§ Source excerpt:
----
In connection with the embodiment of the system 10″, vacuum regulators are not required. That is, the printing associated with the embodiment of the system may be controlled based on flow control rather than tank fill level control. With reference to the illustrated embodiment, pump P4 is not associated with a “pulled vacuum.” Rather, when a need for ink in Tank T1 is determined or sensed, pump P4 can be configured to provide a supply of ink. Also, as generally illustrated, a pump P2 may also be provided between tank T2 and tank T3, and pump P3 may be provided between tank T3 and tank T1. Also, as previously noted, a pump controller PC may be provided between tanks T2 and T3. With system 10″ pressure sensors associated with tanks T2 and T3 provide feedback to pump controller PC—which, in turn, may be used to provide control instructions (e.g., pump speed control) to pumps P1, P2, and/or P3.

Coordinated operation of the pumps can provide system 10″ with desired pressures and ink delivery for printing. As ink is pumped to a tank (e.g., tank T2), the pressure in the tank will increase. At a given pressure level, a subsequent pump in the system (e.g., P2) may be turned on/up to evacuate the tank. As such, the speed/flow associated with an associated pumps (e.g., P2 and P1) may be controlled/regulated to maintain a positive pressure level and/or to maintain a desired pressure level in a given tank. By way of example, with reference to the embodiment illustrated in FIG. 3, if a positive pressure is provided in tank T2 and a negative pressure is provided in tank T3, ink will flow through the associated print heads that are in operative communication therebetween. As the pressure associated with tank T3 increases, pump P3 may, for example, be run faster to maintain a negative pressure with respect to tank T3 (and provide for continued flow of ink from tank T2 to tank T3 through the print heads (e.g., PH1, PH2, and PH3).
----
Stored items
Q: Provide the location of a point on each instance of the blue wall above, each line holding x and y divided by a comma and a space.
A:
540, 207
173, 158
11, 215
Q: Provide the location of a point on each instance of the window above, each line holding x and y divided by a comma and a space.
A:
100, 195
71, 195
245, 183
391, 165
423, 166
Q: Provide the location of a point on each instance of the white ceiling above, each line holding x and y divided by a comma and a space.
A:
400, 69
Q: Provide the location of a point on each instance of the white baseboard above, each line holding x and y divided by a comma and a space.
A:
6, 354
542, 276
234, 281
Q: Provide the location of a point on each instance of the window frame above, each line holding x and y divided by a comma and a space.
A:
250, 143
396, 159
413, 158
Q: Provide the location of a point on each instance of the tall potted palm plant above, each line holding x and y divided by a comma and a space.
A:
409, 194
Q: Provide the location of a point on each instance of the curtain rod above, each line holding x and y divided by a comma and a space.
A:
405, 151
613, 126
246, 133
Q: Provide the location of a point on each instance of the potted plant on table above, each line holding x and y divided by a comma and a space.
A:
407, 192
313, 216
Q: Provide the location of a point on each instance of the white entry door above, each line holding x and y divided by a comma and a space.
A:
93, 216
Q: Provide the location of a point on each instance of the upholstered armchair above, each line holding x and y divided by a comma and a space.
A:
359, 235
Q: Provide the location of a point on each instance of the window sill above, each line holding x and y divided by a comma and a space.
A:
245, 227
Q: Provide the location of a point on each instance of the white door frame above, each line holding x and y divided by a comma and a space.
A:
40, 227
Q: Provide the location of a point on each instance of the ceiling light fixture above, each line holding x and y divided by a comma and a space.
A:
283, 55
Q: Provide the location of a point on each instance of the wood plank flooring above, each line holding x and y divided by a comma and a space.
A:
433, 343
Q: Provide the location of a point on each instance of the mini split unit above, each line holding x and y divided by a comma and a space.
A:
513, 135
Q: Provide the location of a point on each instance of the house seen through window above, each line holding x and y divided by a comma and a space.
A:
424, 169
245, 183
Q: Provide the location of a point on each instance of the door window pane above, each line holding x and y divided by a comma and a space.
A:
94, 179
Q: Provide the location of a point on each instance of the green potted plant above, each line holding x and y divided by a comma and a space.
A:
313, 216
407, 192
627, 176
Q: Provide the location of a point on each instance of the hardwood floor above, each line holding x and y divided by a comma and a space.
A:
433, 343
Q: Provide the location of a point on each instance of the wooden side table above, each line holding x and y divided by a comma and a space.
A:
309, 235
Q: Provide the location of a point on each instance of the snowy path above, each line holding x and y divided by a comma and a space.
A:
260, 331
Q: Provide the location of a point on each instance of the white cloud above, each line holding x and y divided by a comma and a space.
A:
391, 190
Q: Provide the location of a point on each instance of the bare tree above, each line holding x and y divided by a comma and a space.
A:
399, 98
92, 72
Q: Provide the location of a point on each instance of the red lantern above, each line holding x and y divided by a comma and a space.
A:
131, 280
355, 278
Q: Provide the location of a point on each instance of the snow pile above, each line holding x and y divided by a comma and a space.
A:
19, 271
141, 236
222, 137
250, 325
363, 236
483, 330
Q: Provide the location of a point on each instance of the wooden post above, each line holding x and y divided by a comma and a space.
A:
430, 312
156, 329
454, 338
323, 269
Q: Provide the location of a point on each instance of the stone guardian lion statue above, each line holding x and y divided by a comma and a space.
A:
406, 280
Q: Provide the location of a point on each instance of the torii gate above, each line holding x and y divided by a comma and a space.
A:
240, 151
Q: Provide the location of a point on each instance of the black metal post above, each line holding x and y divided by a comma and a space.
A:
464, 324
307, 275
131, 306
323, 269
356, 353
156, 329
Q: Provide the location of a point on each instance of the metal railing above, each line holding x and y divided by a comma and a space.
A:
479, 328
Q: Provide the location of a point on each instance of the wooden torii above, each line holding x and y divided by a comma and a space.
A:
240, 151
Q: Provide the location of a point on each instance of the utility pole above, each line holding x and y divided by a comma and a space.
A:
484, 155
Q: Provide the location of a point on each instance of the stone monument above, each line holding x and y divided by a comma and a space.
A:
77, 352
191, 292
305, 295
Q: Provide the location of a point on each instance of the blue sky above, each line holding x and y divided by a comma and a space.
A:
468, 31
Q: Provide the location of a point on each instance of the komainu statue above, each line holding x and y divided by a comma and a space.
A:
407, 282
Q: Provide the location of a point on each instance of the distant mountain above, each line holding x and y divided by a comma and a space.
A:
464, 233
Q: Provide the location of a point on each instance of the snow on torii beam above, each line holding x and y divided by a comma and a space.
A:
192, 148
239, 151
----
§ To do:
A - According to the ink delivery passage, pressure sensors associated with tanks T2 and T3 provide feedback to what component?
B - List every pump that the ink delivery passage identifies by label.
C - Resume the ink delivery passage from the point where it stops.

§ Results:
A - Pump controller PC

B - P1, P2, P3, P4

C -
By applying the teachings associated with the foregoing embodiments of the ink delivery systems, the associated print heads can be oriented in any way with respect to gravity and still deliver a desired amount of ink through the print heads. Consequently, the present invention permits, among other things, the print heads to be able to print in any given direction (including those opposing gravity) to print in any given orientation without modifying the associated ink delivery system. Moreover, such changes in print head orientations can be handled dynamically, i.e., without requiring the stationary periods between printing. By way of example, without limitation, embodiments of the invention may be very useful in connection with printing, e.g., digitally printing, on the surfaces of various articles, such as printing labels and/or other matter on various forms of plastic containers.

The foregoing descriptions of specific embodiments of the present invention have been presented for purposes of illustration and description. They are not intended to be exhaustive or to limit the invention to the precise forms disclosed, and various modifications and variations are possible in light of the above teaching. The embodiments were chosen and described in order to explain the principles of the invention and its practical application, to thereby enable others skilled in the art to utilize the invention and various embodiments with various modifications as are suited to the particular use contemplated. It is intended that the scope of the invention be defined by the claims and their equivalents.

Claims (17)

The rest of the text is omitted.